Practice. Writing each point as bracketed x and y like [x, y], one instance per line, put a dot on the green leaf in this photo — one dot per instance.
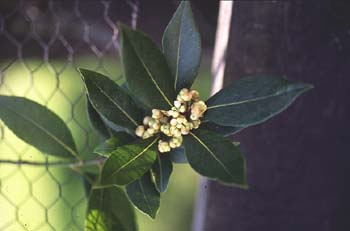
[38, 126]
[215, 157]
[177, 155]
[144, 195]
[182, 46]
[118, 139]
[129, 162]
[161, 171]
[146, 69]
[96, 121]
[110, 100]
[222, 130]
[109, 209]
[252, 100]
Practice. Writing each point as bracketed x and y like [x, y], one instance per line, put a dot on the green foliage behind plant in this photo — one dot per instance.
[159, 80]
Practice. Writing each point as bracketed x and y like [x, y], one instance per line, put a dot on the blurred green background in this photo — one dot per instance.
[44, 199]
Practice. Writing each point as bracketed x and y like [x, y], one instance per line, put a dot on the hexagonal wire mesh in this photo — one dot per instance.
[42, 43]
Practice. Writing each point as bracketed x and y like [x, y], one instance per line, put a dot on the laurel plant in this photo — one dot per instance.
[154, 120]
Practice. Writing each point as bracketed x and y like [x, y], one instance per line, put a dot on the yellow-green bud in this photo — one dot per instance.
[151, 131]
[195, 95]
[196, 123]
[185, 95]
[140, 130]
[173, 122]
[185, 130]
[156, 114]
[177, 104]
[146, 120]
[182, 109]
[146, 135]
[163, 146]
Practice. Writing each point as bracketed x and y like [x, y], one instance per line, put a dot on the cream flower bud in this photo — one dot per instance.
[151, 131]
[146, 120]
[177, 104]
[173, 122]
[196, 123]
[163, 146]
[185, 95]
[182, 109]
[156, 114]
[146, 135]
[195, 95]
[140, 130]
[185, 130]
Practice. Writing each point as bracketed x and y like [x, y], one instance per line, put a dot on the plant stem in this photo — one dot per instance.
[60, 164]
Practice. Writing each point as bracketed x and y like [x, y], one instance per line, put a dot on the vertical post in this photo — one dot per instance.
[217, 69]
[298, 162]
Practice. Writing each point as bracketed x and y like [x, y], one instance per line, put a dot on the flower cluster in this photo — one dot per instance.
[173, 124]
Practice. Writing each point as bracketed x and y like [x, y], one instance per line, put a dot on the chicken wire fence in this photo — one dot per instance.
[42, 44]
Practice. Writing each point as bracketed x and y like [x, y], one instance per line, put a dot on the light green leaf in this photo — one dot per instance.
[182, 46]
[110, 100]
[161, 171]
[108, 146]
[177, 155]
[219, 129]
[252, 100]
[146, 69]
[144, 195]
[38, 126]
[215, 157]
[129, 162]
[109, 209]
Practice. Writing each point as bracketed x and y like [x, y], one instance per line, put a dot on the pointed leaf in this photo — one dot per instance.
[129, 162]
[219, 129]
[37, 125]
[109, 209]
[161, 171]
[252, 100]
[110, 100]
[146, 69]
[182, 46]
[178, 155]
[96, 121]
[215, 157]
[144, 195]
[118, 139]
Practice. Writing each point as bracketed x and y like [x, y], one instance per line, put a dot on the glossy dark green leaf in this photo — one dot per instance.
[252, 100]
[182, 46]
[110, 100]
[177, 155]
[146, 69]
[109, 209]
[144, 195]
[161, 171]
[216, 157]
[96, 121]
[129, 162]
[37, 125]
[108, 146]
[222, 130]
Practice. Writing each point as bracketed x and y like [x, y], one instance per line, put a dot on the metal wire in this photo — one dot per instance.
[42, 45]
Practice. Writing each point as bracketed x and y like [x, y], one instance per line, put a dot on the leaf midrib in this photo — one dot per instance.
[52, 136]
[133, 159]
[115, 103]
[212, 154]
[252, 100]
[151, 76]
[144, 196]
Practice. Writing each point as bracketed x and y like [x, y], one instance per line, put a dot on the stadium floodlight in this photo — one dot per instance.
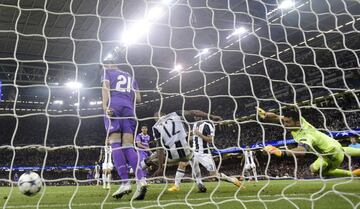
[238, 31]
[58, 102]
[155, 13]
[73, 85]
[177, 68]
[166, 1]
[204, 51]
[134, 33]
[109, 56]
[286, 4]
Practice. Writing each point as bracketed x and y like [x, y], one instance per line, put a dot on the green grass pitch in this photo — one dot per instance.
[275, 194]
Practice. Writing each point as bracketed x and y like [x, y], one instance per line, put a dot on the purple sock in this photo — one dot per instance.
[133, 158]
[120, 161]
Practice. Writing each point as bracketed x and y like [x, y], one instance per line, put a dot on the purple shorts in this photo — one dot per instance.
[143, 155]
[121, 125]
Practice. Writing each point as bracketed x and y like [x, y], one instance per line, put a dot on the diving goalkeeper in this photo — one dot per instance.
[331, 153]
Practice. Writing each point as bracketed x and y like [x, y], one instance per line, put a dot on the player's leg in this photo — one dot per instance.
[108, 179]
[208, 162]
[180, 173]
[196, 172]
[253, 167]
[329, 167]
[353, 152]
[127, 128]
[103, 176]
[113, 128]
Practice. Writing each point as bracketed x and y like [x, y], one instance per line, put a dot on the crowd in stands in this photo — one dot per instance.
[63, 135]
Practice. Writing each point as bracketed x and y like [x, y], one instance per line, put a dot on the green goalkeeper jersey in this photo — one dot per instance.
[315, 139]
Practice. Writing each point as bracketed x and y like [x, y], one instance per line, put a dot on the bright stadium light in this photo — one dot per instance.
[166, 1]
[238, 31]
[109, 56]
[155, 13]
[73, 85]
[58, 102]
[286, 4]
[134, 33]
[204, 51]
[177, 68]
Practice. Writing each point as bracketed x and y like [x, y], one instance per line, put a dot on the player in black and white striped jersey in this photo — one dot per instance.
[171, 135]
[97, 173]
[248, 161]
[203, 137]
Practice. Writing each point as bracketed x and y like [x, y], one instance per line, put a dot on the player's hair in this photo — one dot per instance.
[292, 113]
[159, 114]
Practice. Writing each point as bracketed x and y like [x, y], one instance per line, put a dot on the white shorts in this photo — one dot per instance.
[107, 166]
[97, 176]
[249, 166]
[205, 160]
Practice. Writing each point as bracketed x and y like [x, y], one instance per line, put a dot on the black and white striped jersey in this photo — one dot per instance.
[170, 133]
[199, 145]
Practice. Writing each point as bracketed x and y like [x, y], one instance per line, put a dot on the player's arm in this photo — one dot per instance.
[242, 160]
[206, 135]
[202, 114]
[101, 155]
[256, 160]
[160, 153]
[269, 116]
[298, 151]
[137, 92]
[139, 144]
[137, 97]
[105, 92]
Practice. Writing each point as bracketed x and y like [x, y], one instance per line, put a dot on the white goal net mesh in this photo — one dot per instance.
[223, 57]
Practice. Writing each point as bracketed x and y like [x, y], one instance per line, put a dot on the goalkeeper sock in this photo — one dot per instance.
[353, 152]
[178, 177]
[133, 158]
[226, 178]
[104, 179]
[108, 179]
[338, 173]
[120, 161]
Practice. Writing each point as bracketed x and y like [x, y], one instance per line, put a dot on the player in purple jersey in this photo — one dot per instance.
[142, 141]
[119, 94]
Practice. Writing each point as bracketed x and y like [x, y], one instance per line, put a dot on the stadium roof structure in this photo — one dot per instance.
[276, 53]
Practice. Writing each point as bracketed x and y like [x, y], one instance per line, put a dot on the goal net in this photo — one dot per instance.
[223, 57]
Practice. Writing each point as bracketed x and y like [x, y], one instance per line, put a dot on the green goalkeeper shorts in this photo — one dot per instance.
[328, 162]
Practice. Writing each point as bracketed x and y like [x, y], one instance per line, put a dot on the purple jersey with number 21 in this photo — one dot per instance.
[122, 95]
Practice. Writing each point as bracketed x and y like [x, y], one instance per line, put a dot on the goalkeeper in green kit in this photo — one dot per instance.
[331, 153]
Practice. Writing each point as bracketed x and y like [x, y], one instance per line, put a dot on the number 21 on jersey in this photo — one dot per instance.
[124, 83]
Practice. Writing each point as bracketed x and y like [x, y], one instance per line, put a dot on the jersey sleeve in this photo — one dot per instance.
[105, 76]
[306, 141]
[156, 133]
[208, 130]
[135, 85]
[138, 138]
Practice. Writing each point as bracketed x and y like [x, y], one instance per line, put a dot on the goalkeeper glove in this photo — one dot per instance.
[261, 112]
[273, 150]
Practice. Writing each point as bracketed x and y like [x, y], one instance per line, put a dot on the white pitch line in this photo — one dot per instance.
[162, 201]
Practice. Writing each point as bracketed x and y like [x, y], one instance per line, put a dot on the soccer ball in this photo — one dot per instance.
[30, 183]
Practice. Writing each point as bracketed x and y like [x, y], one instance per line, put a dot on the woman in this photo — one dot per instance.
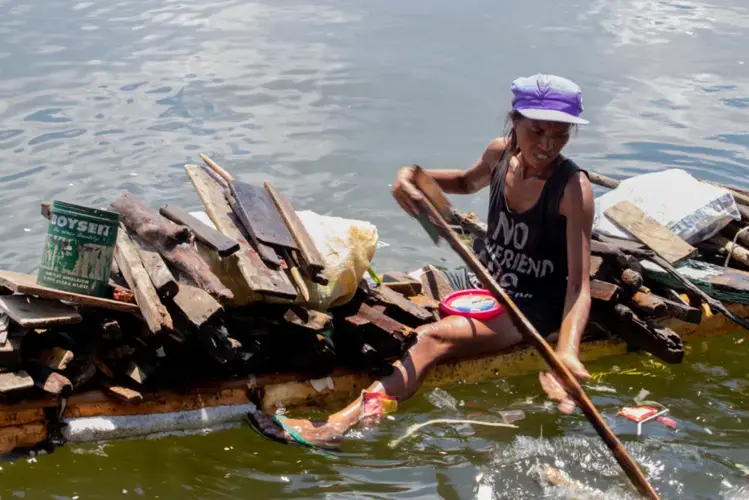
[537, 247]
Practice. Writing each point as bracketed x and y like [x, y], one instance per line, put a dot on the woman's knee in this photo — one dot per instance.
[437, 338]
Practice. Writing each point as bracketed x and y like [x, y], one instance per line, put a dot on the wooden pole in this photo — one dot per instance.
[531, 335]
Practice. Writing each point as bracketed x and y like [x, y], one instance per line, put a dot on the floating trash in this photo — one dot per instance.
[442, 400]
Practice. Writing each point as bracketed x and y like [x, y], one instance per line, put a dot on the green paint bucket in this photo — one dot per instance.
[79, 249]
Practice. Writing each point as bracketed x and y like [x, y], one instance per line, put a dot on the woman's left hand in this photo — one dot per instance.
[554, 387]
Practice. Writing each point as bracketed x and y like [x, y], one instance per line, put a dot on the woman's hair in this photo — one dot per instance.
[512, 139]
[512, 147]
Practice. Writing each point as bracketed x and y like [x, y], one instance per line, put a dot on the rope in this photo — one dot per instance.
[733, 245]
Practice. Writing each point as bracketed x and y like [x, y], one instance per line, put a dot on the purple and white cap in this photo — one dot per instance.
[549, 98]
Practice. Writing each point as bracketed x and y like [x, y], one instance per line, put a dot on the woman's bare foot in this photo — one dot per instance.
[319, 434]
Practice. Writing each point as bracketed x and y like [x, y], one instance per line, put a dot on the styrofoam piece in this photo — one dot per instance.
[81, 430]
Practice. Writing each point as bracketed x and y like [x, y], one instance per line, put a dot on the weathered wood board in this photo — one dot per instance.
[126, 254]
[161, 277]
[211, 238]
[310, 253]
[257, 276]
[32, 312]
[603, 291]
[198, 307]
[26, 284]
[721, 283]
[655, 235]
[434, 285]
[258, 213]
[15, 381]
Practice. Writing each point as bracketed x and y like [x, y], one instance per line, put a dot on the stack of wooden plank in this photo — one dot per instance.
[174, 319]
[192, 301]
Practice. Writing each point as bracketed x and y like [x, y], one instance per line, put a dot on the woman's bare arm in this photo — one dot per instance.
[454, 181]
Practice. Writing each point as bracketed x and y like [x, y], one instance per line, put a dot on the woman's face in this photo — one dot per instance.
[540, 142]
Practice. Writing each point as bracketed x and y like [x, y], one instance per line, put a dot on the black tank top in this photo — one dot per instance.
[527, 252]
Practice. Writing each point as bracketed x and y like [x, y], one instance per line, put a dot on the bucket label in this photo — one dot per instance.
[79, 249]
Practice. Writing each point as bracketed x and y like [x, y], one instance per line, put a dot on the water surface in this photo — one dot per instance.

**WRITTEN PROBLEM**
Reproduce, word for word, the records from the line containing "on the stack" through the end of the records, inclusive.

**EXERCISE ANSWER**
Practice. Writing each point as bracketed x and y like [x, y], one instance per line, put a dot on the stack of wooden plank in this photo — one dot per instance.
[174, 319]
[192, 301]
Practice. Writing each point as bracketed x and y like [x, y], one instance per line, put a dot on the woman's bare arm in this photo — one dot per instance.
[454, 181]
Practice. Writing each point as bracketed x and y like [x, y], one instance per line, put a dot on the woman's face in this photo — one dot per instance.
[540, 142]
Practice. Writing each point as bracketed x and y like [x, y], one instance per line, put a dot on the black tank top in this photo — one dot per instance.
[527, 252]
Practice. Writing each point as bracketed x and y like [x, y], one instance per line, put a dot on the bucket label in this photo — one dot per instance.
[79, 249]
Practice. Writing each point as bracketed x and y like [x, y], one instance per line, put a dot on the water surface in this photo — one dot per instance.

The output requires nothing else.